----- TEXT SEGMENT -----
PICIC Commercial Bank Limited was a Pakistani bank based in Karachi, Pakistan.

Pakistan Industrial Credit and Investment Corporation (PICIC) acquired it as Gulf Commercial Bank Limited in early 2001. The bank was renamed as PICIC Commercial Bank Limited.

In 2007, the bank and its operations were merged into NIB Bank.

History
PICIC Commercial Bank Limited was incorporated in 1993 as Schön Bank Limited and commenced its business on 4 April 1994, with a paid-up capital of PKR 500 Million.

In 1997, Al Ahlia Portfolio Securities Company, Sultanate of Oman acquired the major shareholding and changed the bank’s name to Gulf Commercial Bank Limited. In February 2001, the bank’s management again changed when Pakistan Industrial Credit and Investment Corporation acquired 60% controlling shares from Al-Ahlia and changed its name to PICIC Commercial Bank in May 2001.

At the time of takeover by PICIC in February 2001, the Bank had only 15 branches. It was the 6th largest bank in the country at one time. On December 31, 2007, the operations of PICIC Commercial Bank were merged with and into NIB Bank Limited.
-----
# SHORT PROBLEM A
Output the stretch of the records from the line containing "Mark every instance of the adult's legs" through the final line of the records as a numbered list, skipping blank lines.
The bank text and the records have no connection to each other.
----- PROVIDED ENTRIES -----
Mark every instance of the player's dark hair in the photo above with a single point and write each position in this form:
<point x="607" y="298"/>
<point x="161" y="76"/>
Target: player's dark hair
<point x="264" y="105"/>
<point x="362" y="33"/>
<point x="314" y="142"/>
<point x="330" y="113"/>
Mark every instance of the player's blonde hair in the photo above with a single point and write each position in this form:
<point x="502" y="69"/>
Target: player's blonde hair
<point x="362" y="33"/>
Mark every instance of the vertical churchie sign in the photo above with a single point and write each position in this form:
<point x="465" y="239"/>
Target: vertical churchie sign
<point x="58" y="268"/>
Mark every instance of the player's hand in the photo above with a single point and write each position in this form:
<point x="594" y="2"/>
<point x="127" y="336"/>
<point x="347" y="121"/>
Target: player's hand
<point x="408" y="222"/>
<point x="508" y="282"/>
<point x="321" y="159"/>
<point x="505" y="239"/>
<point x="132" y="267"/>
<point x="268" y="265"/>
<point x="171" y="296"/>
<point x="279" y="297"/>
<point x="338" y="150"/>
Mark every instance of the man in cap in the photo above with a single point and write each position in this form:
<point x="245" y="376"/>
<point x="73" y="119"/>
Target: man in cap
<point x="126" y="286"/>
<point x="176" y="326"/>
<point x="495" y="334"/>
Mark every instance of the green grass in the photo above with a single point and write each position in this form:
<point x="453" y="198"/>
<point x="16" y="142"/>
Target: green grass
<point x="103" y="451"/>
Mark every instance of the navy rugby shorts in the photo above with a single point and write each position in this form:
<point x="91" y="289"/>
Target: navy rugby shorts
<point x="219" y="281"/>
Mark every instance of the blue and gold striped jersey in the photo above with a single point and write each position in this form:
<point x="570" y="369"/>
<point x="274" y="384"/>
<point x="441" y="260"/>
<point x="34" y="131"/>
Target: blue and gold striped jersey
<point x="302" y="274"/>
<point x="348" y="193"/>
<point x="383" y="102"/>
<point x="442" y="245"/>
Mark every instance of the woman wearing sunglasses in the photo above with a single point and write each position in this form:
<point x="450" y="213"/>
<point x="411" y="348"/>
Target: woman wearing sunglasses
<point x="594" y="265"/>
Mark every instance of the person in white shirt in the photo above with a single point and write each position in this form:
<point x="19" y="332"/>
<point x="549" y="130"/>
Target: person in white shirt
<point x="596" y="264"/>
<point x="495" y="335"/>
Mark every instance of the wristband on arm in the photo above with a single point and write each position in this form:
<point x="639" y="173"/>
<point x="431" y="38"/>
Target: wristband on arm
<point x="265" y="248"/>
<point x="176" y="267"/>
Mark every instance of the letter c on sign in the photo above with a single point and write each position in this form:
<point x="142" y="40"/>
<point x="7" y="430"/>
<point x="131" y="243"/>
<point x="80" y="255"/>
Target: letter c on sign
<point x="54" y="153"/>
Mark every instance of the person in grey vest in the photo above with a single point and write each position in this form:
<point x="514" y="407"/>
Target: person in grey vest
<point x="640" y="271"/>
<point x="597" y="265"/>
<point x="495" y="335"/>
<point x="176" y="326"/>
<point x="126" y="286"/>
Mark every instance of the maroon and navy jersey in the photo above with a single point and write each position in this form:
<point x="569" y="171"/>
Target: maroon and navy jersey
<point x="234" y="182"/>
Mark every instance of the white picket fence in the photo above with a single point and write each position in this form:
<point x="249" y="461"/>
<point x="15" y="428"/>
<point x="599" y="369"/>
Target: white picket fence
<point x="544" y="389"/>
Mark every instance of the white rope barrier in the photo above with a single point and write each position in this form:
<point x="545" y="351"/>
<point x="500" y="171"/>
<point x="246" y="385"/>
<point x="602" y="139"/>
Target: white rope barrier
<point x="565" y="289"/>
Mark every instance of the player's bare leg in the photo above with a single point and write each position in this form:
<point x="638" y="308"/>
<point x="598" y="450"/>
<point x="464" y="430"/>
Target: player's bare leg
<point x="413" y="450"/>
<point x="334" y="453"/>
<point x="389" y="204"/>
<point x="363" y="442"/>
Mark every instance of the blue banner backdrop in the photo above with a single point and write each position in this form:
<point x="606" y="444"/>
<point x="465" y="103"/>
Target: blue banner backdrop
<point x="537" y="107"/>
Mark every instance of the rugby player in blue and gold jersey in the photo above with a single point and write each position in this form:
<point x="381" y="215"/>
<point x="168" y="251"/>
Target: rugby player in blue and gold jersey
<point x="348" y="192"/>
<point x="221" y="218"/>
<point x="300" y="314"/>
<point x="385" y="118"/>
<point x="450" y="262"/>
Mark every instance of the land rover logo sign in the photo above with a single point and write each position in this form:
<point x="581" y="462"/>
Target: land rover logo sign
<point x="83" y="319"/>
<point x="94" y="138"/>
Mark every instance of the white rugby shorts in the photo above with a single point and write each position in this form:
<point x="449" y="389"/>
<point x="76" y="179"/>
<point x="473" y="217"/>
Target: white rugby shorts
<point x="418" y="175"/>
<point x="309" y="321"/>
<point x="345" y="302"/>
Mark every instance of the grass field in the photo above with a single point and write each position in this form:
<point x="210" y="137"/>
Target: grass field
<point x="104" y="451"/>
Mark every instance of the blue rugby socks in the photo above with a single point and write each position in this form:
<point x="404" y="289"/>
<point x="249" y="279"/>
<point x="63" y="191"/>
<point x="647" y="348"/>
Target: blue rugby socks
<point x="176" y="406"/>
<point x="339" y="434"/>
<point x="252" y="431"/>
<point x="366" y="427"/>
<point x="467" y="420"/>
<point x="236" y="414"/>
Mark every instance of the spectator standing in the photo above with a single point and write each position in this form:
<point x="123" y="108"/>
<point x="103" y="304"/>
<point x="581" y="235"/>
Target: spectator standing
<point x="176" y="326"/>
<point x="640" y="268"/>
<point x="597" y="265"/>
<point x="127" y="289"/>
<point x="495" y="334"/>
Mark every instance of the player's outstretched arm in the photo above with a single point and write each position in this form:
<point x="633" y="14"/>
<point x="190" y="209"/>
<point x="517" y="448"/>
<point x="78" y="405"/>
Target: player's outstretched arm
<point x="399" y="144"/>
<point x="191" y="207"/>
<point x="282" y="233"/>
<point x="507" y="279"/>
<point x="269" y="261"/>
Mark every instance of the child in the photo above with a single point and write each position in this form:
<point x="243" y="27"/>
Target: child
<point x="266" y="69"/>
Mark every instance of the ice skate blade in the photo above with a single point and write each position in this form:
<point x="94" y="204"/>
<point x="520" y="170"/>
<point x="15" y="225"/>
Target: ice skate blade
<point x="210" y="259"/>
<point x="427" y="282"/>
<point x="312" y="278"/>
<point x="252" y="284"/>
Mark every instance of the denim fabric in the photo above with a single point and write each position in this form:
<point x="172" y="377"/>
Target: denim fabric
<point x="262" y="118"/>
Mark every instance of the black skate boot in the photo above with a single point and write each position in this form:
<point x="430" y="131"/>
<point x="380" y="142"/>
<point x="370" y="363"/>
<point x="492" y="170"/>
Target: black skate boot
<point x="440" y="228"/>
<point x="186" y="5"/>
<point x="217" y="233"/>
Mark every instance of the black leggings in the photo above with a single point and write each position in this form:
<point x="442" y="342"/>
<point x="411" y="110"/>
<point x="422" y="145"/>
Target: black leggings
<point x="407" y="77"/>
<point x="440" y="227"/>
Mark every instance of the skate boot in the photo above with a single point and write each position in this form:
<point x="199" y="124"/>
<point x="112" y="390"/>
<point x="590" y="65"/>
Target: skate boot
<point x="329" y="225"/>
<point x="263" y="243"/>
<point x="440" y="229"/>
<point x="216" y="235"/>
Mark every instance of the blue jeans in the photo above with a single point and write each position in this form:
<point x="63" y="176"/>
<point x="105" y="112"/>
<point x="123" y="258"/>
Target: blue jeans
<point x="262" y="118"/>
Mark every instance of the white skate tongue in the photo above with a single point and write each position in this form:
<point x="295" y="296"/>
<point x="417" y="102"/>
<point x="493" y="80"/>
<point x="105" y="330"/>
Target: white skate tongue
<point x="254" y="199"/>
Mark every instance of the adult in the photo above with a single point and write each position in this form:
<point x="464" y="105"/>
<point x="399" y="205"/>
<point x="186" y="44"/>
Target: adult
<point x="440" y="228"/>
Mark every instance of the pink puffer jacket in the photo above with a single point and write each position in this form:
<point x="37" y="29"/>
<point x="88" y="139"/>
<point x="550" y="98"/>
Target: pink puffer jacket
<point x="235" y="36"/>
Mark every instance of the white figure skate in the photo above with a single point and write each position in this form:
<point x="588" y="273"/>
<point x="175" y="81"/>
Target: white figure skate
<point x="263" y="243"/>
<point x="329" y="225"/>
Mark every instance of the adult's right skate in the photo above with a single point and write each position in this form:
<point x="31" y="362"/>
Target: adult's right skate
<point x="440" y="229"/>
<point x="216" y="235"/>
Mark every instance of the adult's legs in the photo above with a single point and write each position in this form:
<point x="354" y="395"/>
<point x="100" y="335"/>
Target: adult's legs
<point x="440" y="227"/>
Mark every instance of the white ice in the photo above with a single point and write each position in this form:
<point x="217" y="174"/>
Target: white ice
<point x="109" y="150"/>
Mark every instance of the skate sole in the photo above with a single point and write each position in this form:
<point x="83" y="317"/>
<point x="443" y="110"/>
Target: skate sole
-----
# SHORT PROBLEM B
Reproduce the stretch of the PICIC Commercial Bank text from "In 2007, the" through "NIB Bank Limited." word for word.

# EXERCISE RESPONSE A
1. Mark every instance of the adult's legs in the photo above with a single point and write each position in this form:
2. <point x="354" y="395"/>
3. <point x="100" y="335"/>
4. Target: adult's legs
5. <point x="440" y="227"/>
6. Mark every instance of the white ice in the photo above with a single point and write each position in this form:
7. <point x="217" y="174"/>
8. Target: white ice
9. <point x="109" y="150"/>
10. Mark every instance of the skate sole in the photo above with a single point and write each position in this form:
11. <point x="83" y="317"/>
12. <point x="443" y="110"/>
13. Target: skate sole

# EXERCISE RESPONSE B
In 2007, the bank and its operations were merged into NIB Bank.

History
PICIC Commercial Bank Limited was incorporated in 1993 as Schön Bank Limited and commenced its business on 4 April 1994, with a paid-up capital of PKR 500 Million.

In 1997, Al Ahlia Portfolio Securities Company, Sultanate of Oman acquired the major shareholding and changed the bank’s name to Gulf Commercial Bank Limited. In February 2001, the bank’s management again changed when Pakistan Industrial Credit and Investment Corporation acquired 60% controlling shares from Al-Ahlia and changed its name to PICIC Commercial Bank in May 2001.

At the time of takeover by PICIC in February 2001, the Bank had only 15 branches. It was the 6th largest bank in the country at one time. On December 31, 2007, the operations of PICIC Commercial Bank were merged with and into NIB Bank Limited.